*RECORDS PROVIDED:*

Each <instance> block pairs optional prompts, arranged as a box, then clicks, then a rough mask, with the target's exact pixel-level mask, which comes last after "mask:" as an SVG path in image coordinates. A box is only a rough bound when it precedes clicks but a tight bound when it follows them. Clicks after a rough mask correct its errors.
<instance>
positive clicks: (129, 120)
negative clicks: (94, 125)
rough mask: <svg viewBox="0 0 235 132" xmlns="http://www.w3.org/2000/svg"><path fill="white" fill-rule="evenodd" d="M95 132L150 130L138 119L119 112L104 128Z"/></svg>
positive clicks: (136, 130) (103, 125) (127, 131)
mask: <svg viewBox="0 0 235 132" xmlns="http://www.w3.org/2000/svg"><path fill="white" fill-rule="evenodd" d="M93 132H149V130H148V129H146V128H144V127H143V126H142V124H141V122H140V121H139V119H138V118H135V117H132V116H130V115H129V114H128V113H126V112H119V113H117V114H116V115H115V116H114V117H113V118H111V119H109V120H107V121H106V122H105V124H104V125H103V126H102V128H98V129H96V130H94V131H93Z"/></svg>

*EXERCISE DIRECTIONS:*
The material shown above must be written out again in full, exactly as it reads.

*ANSWER TO THIS TASK:*
Each <instance> block pairs optional prompts, arranged as a box, then clicks, then a rough mask, with the target's exact pixel-level mask, which comes last after "mask:" as an SVG path in image coordinates. A box is only a rough bound when it precedes clicks but a tight bound when it follows them. Clicks after a rough mask correct its errors.
<instance>
positive clicks: (129, 120)
negative clicks: (94, 125)
rough mask: <svg viewBox="0 0 235 132" xmlns="http://www.w3.org/2000/svg"><path fill="white" fill-rule="evenodd" d="M95 132L150 130L138 119L119 112L104 128Z"/></svg>
positive clicks: (136, 130) (103, 125) (127, 131)
mask: <svg viewBox="0 0 235 132" xmlns="http://www.w3.org/2000/svg"><path fill="white" fill-rule="evenodd" d="M93 132H149V130H148V129H146V128H144V127H143V126H142V124H141V122H140V121H139V119H138V118H135V117H132V116H130V115H129V114H128V113H126V112H119V113H117V114H116V115H115V116H114V117H113V118H111V119H109V120H107V121H106V122H105V124H104V125H103V126H102V128H98V129H96V130H94V131H93Z"/></svg>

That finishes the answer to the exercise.